──────── Given information ────────
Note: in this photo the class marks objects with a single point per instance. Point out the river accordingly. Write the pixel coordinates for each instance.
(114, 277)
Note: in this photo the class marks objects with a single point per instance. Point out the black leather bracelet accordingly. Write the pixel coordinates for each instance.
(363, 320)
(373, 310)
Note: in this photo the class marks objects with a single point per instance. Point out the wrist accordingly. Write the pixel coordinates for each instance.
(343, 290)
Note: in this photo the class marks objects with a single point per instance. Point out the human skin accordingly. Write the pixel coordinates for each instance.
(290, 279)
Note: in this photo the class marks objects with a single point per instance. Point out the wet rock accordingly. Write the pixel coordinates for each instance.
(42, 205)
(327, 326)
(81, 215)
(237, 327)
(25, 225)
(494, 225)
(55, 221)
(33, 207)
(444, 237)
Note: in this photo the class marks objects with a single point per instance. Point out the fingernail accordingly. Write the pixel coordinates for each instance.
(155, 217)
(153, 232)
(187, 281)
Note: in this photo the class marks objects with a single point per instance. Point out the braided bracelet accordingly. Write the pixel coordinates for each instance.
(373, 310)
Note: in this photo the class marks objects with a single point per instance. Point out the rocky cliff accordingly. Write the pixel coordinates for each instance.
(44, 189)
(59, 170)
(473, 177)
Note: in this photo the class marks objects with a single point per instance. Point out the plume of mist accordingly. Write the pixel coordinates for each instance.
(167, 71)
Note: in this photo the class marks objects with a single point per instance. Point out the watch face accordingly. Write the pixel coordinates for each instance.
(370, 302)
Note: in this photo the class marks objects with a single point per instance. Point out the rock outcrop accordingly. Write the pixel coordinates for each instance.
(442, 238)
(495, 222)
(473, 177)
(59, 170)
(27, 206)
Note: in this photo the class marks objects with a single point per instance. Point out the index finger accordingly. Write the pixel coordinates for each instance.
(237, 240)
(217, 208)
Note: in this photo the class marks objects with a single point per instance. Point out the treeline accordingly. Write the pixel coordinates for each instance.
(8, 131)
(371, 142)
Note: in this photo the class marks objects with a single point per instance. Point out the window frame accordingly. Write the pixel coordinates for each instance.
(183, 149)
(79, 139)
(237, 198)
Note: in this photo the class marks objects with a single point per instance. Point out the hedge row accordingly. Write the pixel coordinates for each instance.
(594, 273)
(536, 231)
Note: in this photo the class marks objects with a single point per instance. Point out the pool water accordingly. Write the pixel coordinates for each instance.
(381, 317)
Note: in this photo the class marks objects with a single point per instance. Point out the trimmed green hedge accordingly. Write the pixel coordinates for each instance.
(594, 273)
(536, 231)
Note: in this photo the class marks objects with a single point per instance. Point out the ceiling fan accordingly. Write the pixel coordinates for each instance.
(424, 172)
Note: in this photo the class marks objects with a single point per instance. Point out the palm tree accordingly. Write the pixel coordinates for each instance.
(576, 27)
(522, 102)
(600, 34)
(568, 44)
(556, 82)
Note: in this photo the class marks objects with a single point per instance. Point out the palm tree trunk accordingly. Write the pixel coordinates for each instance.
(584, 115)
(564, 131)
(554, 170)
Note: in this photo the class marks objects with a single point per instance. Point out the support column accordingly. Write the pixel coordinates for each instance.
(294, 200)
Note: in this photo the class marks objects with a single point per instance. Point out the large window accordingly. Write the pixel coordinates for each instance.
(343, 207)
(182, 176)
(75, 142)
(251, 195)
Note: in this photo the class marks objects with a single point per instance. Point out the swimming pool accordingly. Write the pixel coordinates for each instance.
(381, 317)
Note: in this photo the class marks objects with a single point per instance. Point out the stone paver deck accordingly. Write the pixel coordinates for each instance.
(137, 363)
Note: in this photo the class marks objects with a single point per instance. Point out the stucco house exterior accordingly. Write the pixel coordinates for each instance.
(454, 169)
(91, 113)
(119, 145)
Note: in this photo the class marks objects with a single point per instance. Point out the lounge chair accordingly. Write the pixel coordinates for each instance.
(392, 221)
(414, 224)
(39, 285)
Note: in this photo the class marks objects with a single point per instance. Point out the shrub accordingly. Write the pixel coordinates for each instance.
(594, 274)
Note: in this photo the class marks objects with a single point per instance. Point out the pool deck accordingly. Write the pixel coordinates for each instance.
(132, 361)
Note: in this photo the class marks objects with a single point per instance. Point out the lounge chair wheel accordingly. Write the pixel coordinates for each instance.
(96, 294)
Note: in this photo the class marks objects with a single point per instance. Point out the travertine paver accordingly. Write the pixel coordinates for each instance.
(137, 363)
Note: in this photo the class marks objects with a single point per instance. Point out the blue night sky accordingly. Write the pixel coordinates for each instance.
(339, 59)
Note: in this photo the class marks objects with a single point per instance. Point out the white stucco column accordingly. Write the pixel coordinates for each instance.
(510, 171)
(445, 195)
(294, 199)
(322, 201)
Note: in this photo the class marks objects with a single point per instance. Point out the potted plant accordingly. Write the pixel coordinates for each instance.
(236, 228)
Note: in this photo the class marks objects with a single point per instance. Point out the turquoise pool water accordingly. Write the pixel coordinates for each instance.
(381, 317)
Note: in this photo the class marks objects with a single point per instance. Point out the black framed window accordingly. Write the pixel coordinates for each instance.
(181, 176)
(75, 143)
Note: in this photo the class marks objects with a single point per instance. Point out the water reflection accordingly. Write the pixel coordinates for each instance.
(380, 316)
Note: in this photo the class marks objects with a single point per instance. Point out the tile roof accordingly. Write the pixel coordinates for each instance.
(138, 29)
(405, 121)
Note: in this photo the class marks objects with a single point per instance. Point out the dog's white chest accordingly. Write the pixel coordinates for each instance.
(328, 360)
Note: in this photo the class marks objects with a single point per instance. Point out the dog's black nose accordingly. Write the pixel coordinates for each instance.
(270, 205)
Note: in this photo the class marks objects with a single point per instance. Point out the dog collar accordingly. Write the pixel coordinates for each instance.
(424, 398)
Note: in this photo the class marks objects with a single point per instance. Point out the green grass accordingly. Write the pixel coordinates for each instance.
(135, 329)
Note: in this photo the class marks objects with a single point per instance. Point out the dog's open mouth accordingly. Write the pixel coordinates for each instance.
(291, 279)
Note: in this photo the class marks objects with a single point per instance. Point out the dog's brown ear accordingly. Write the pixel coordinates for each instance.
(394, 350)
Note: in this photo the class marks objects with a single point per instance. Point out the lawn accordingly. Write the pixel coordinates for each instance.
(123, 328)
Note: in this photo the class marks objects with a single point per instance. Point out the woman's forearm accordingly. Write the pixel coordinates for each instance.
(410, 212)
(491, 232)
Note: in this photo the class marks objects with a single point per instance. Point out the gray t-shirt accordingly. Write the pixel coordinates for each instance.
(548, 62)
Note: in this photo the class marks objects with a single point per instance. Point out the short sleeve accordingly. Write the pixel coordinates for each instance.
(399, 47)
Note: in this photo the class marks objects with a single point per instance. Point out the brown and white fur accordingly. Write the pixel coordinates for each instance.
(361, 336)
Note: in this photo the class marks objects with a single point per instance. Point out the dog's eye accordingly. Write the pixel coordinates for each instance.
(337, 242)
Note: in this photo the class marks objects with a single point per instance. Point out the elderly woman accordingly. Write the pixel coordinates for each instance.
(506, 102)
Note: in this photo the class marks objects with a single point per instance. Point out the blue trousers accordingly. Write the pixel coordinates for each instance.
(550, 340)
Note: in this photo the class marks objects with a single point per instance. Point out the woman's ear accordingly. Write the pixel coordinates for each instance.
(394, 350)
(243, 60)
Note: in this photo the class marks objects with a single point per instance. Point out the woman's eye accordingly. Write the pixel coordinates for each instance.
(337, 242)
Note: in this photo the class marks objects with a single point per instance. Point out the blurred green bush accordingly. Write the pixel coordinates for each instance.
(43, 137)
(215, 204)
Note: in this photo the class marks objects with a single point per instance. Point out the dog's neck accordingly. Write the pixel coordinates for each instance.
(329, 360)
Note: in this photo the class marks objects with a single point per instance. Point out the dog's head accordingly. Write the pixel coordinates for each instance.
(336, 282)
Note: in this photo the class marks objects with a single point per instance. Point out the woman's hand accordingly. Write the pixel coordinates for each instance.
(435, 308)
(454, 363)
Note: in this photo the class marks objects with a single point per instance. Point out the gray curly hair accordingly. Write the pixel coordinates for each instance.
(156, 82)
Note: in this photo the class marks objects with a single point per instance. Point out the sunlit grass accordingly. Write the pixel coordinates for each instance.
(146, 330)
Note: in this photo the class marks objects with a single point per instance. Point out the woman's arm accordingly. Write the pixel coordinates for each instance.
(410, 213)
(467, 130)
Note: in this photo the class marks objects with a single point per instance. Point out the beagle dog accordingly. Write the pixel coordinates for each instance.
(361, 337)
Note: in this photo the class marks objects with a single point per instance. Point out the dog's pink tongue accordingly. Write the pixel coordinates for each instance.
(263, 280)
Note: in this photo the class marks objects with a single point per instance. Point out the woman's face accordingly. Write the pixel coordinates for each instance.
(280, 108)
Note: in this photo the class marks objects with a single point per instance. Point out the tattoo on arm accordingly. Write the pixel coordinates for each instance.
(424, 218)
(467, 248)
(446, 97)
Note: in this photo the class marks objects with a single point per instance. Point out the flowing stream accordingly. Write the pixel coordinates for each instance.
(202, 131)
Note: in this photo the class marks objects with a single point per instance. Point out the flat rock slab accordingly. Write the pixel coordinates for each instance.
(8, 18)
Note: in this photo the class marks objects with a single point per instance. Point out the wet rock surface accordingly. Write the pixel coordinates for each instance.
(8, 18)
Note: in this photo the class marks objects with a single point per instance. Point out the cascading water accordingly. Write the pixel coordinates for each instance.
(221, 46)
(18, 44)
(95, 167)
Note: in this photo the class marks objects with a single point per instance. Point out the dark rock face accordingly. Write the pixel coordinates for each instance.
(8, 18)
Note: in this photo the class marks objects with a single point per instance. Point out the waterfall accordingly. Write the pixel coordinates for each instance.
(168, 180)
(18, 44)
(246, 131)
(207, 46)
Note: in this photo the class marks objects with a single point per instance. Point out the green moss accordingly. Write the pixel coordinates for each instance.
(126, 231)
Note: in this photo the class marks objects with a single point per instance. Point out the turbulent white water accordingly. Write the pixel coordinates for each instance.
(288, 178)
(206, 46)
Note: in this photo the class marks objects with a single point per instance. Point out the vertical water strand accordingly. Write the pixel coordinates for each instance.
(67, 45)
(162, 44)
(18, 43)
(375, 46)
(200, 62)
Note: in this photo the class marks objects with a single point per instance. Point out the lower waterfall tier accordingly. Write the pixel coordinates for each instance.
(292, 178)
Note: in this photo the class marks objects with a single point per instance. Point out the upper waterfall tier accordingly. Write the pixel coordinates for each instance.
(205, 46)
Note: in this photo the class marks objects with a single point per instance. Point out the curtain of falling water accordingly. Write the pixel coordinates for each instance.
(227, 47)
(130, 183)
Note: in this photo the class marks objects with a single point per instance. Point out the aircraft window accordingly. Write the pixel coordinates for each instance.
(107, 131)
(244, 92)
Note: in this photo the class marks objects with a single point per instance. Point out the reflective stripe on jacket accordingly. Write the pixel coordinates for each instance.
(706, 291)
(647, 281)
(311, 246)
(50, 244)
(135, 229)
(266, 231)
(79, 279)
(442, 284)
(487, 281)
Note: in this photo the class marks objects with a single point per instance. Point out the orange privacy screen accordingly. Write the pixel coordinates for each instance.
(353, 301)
────────
Instructions to follow:
Copy, without any change, the run of lines from the one with "out the reflective" through the end of the entries above.

Solution to the exercise:
Note: in this photo the class marks objects with a single point per instance. Point out the reflective stripe on jacket accordingly. Write the pixel coordinates for each instance.
(706, 291)
(647, 281)
(311, 246)
(50, 244)
(135, 229)
(266, 231)
(79, 279)
(442, 284)
(487, 281)
Note: in this photo the class marks objects with a single point per instance. Point out the orange privacy screen accordingly. Write the pixel coordinates for each instance.
(353, 301)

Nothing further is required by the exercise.